(Beginning of MATERIAL PROVIDED)

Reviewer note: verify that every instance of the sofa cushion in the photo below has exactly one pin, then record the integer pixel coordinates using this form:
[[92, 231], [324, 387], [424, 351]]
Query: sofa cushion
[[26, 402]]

(End of MATERIAL PROVIDED)
(Beginning of MATERIAL PROVIDED)

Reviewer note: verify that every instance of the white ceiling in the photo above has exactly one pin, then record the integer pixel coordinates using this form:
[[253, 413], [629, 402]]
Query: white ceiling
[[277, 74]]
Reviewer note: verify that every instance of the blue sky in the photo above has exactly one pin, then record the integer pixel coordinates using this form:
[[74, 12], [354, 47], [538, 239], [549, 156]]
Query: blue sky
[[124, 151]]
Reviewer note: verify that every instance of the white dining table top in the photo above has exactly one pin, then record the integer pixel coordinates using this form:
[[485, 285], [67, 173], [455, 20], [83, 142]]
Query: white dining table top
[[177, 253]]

(End of MATERIAL PROVIDED)
(Beginning of MATERIAL PROVIDED)

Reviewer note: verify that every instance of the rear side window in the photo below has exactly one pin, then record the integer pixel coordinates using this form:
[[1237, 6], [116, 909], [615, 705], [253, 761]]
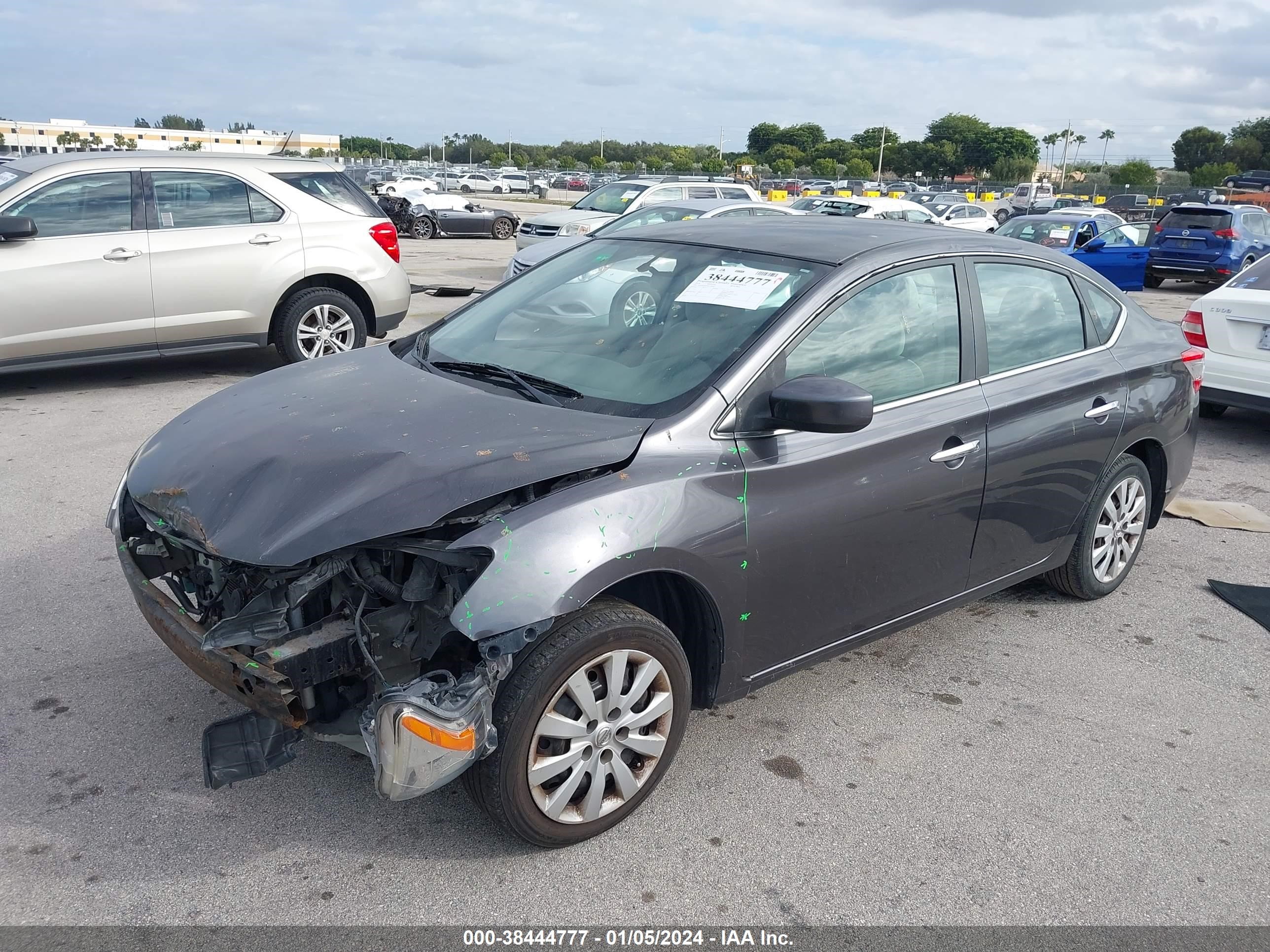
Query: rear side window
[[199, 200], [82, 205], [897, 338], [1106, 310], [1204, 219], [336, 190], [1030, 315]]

(End of MATERIAL PROVIDED)

### ABOUT THIS EXERCISE
In the entries above, find lines with "then" and copy each.

### SOLVED PROBLEM
Reviewer note: verify that every instance of the sofa cushion in the photo below has exactly one pin, then record the integer pixel coordinates using this form:
Reviewer note: verify that every instance of the white ceiling in the photo above has exactly one pin, then record the integer pixel coordinates using this form:
Reviewer note: verify that every instance of the blue sky in the photo above has exactly one pin, then record the integer pixel coordinates using this form:
Reviewer note: verify that every instance of the white dining table top in the photo above has exactly one pin, then record the integer pixel coordinates using this form:
Reviewer note: verify that every instance of the rear side window in the photo below has exactly one pin, then record the integer pixel coordinates using this form:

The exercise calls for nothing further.